● What to work on: Please copy the records below line for line, changing nothing.

Dataset excerpt:
"""

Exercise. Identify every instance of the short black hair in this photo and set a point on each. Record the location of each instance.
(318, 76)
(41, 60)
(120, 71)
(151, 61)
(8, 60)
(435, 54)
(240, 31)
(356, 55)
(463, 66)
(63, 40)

"""

● Finished exercise:
Exercise. Identify every instance of the short black hair in this photo and set a point on each. Record the location of each instance.
(318, 76)
(41, 60)
(120, 71)
(151, 61)
(8, 60)
(435, 54)
(240, 31)
(356, 55)
(463, 66)
(63, 40)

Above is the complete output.